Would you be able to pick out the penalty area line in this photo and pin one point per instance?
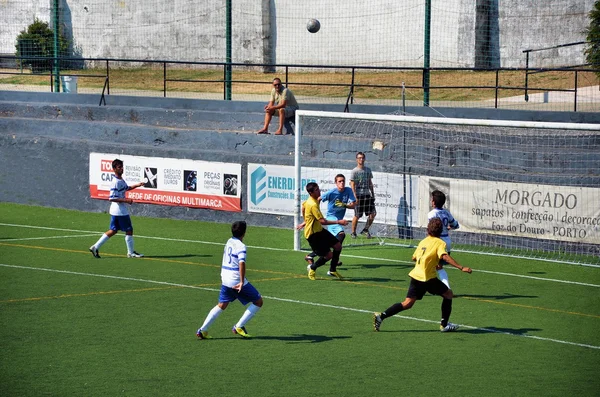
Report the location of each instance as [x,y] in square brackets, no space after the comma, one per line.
[300,302]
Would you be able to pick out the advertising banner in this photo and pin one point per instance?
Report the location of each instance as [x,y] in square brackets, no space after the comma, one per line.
[562,213]
[272,188]
[174,182]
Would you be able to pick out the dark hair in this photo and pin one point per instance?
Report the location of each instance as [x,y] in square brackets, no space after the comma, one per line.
[435,227]
[311,186]
[238,229]
[439,198]
[116,162]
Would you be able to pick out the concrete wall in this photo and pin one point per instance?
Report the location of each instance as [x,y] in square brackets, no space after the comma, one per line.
[45,141]
[373,33]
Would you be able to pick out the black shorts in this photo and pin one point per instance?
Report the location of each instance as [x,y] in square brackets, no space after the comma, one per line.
[364,205]
[417,288]
[321,242]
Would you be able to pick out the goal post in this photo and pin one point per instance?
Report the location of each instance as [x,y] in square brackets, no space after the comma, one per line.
[517,188]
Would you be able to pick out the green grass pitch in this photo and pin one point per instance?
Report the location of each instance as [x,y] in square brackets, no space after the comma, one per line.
[71,324]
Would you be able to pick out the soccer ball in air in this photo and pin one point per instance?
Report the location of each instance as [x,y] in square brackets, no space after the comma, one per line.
[313,25]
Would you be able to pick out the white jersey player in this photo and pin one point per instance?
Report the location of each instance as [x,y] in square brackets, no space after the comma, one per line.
[119,214]
[234,284]
[438,199]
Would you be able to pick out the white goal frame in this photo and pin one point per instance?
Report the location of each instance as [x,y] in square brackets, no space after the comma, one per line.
[430,121]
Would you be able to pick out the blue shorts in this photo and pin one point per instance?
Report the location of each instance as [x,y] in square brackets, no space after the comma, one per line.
[122,222]
[246,295]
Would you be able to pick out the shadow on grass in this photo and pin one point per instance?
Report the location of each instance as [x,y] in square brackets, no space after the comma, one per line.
[301,338]
[383,265]
[179,256]
[496,297]
[495,330]
[370,279]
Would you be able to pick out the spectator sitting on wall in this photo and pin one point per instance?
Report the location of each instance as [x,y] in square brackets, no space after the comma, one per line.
[282,104]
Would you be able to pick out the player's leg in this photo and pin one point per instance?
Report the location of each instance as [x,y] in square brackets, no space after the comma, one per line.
[112,230]
[437,287]
[281,114]
[247,294]
[226,295]
[416,291]
[126,225]
[359,210]
[268,117]
[370,212]
[442,274]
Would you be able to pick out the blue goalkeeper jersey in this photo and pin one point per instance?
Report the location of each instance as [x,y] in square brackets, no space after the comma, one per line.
[346,196]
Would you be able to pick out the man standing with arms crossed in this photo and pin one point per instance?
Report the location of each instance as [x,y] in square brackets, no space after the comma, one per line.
[361,182]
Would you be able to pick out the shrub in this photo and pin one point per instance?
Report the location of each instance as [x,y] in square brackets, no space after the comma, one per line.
[592,52]
[38,41]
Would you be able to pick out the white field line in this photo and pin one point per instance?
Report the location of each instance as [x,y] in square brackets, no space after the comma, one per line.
[288,250]
[47,237]
[350,309]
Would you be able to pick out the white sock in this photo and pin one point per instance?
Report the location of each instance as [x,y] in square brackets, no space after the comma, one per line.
[101,241]
[442,275]
[248,314]
[211,317]
[129,242]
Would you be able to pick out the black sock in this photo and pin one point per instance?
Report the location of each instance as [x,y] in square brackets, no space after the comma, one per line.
[334,261]
[446,310]
[320,262]
[390,311]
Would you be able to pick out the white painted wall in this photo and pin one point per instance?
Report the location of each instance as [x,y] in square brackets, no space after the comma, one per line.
[369,33]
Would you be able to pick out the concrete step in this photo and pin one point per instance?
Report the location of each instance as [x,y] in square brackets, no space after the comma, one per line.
[172,118]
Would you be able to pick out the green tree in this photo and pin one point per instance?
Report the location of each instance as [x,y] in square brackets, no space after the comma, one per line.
[592,52]
[38,41]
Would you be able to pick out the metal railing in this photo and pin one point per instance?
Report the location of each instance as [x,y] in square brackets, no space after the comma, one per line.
[286,71]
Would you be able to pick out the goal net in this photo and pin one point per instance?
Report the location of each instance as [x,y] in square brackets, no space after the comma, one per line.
[522,189]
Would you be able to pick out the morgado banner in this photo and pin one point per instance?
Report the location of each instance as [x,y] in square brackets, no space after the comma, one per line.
[272,189]
[174,182]
[516,209]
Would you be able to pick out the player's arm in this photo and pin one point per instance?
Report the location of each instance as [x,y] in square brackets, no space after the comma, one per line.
[301,226]
[242,266]
[139,184]
[326,222]
[452,223]
[119,199]
[451,261]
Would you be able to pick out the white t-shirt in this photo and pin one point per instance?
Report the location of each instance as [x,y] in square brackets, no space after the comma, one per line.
[447,220]
[234,253]
[118,188]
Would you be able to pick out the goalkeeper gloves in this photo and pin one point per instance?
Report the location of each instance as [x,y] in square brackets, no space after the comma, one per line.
[338,203]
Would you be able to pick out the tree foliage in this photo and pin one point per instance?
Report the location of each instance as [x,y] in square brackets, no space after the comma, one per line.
[592,51]
[38,41]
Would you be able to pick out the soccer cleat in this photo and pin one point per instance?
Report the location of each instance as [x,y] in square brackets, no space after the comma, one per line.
[377,321]
[366,233]
[95,252]
[241,331]
[449,327]
[309,259]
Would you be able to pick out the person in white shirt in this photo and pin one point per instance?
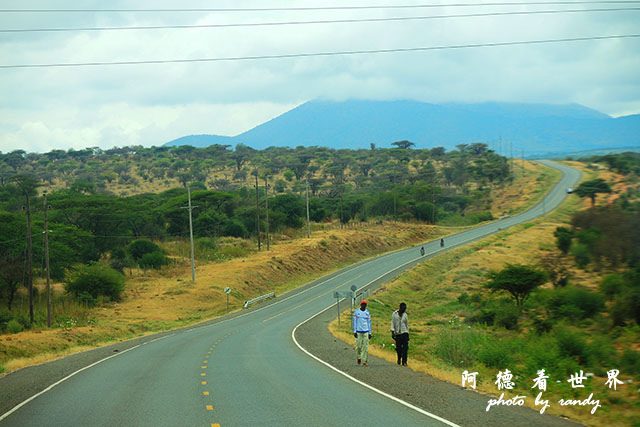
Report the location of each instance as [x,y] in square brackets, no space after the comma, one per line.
[362,331]
[400,332]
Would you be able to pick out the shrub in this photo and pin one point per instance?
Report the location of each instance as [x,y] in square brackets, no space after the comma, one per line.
[611,285]
[506,316]
[542,326]
[518,280]
[572,344]
[630,362]
[13,327]
[96,280]
[496,354]
[153,260]
[542,353]
[581,254]
[138,248]
[5,318]
[575,303]
[563,239]
[234,228]
[457,347]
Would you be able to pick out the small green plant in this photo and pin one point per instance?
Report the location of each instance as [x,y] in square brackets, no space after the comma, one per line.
##############################
The entries above should be reproduced exactly, without their pictures.

**SOLUTION TO THE PROBLEM:**
Would you be able to pick out the penalty area line in this photo and pin one point per instance?
Report the location of each instance as [x,y] in square brackets, no space after the comma, one per line.
[300,302]
Would you be able to pick out the advertising banner in this photo and pin one point per instance?
Report the location of each instance as [x,y] in square brackets, no space after the comma, one per line.
[562,213]
[272,188]
[174,182]
Would you be able to pick out the dark hair in this photo and pin one point per instance?
Report the location of each instance as [x,y] in square brackets, no space after the comma, one per line.
[435,227]
[311,186]
[238,229]
[439,198]
[116,162]
Would you be able to pick out the concrete wall in this photo and pin one point per instance?
Report the location of each instance as [x,y] in square brackets, no space after the comma, one per line.
[45,141]
[373,33]
Would you be able to pick out the black shorts in this photo and pin one point per instance?
Report the location of each instance as [x,y] in square brackets, no space after the comma, one per line.
[364,205]
[417,288]
[321,242]
Would you be able to pick out the goal post in this photo and pin one point per instance?
Report the location of each instance as [x,y] in square brackets, no space after the comma, one per line.
[517,188]
Would you be able to pick out the green grass pitch in this photo and pin one point per instance?
Report the location of each instance as [x,y] in square brackets, no space after the comma, one per line.
[71,324]
Would you be able to pick out the soccer ball in air in this photo and pin one point per instance?
Report the location of each instance as [x,y] in square brackets, no space after the comma, one per line.
[313,25]
Would you be able to pick out the white jersey player in this photo and pin one point per instance?
Report the location of each instance as [x,y] in square brackets, no space after the comma, one per line.
[119,214]
[234,284]
[438,199]
Would you be able to pick out the white goal frame in this photo and pin one point per instance?
Report the location of each instance as [x,y] in square brackets, no space after the comma, one per line.
[430,121]
Would you be able to pick out the blue shorts in this photo and pin one point per instance?
Report the location of each instance as [x,y] in square brackets, no space after the comma, one per line.
[122,222]
[246,295]
Would you be able to pick out the shadow on grass in this photo and pin one point per instance?
Report the location of each instance as [x,y] in square brackets, no space after the comma, one per line.
[301,338]
[383,265]
[179,256]
[496,297]
[495,330]
[370,279]
Would you be able to pick out the spectator sitting on wall in this photo and pin one point per instance?
Report the location of each instance as [x,y] in square brackets, no space after the comma, one per line.
[282,104]
Would you be able to pick out the player's leg in this photo and pin one point per instance?
Report the location of each instance as [x,y] in square brackets, no space after the comma, one per line.
[112,230]
[437,287]
[281,114]
[247,294]
[226,295]
[416,291]
[126,225]
[359,210]
[268,117]
[370,212]
[442,274]
Would you be able to pick out the blue goalkeeper jersey in this photo and pin one point per instance?
Report the location of each instance as [x,y] in square brackets, no space after the comma, one per line.
[346,196]
Would you be able to pick out the man standing with arms crossed in this photo and pin one point per instance?
Report the location of each instance as [x,y] in square brackets, no space after the comma, one per line.
[361,182]
Would you be able to pick out the shrub in this photo and pin one point per instance?
Report the location of each instance as [x,y] in square brackets, no space after the comma, one per line.
[592,52]
[38,41]
Would you be able to pick out the white field line in this photo and pin one point per instance?
Report the location of each instance as [x,y] in square brackets, no space after the comma, one per line.
[288,250]
[47,237]
[350,309]
Would you be able to pick out the white sock in this photo and pin one point per instance?
Report the location of each instance as [x,y] in square brackets, no space after the comma, one per line.
[101,241]
[442,275]
[248,314]
[211,317]
[129,242]
Would you be able to pick out the black sock in this photo and pin one point per instance?
Report the location of each instance as [x,y] in square brackets, no space after the comma, one per line.
[334,261]
[446,310]
[320,262]
[390,311]
Would you be able to pick out the white painted wall in this photo and pin one point per instance?
Report the location of each instance as [x,y] in square brackets, no space after the comma, one per line.
[369,33]
Would you be able to pick out the concrete step in this photo and pin one point per instance?
Report the location of each instance as [x,y] in square brackets, no space after the comma, one per line.
[172,118]
Would you be able to pick out the green tree in this photo and pin one point per instance?
Report the location of each instance as [x,y] in square brackets, no space after the comma, one per line.
[592,52]
[38,41]
Would you be able to pick out the metal railing in this photo and pin one point per instance?
Report the location of each instance as [x,y] in square brackets, no space after the comma, one per line.
[286,71]
Would you be able to pick out the goal net in this photo and pin one point per instance?
Report the location of each instance as [x,y] in square brackets, no space after the comma, one per line.
[522,189]
Would you be able to pick out the morgado banner in this photo and pin one point per instance?
Report the location of each instance as [x,y] in square brackets, no space after the comma, one per line.
[272,189]
[174,182]
[516,209]
Would you be able to pick out the player's arm in this photo and pin one point per instance?
Report the location of each instance as [x,y] in square brackets, no space after the comma, one per line.
[301,226]
[242,266]
[139,184]
[326,222]
[452,223]
[119,199]
[451,261]
Would you be able to pick out the white t-shirt in this photo and pin one point per instance?
Report the location of each instance as [x,y] in square brackets, no space after the comma, one per line.
[447,220]
[234,253]
[118,188]
Would you be able to pick out the goalkeeper gloves in this photo and pin one point per instance?
Report the location of each instance as [x,y] in square brackets, no space after the comma, one per line.
[338,203]
Would you be able to pick out the tree foliage in this photo and pin one point per instance?
Report the location of each instance as [x,y] in square brackets, no space after the comma, one per line.
[592,51]
[38,41]
Would you be able to pick out the soccer cleat in this photo and pin one point per instance?
Report the location of each instance as [x,y] in square brackets, no space after the comma, one per line.
[377,321]
[366,233]
[95,252]
[241,331]
[449,327]
[309,259]
Would you be able to pick out the person in white shirt in this photo and pin one point per instance?
Report the location of each instance as [x,y] in square brackets, no space after the comma, one per line.
[362,331]
[400,332]
Would you be able to pick out the shrub in this photo and pin one point per instance?
Report the location of each instance as [x,y] in square brackets, no space after the comma, one per line.
[611,285]
[506,316]
[542,326]
[518,280]
[572,344]
[630,362]
[13,327]
[96,280]
[496,354]
[153,260]
[542,353]
[581,254]
[138,248]
[5,318]
[575,303]
[563,239]
[234,228]
[457,347]
Would you be able to pick out the small green plant in this photo and pin one point per instance?
Report the location of each instance as [x,y] in square brackets, no space after the comma, one per line.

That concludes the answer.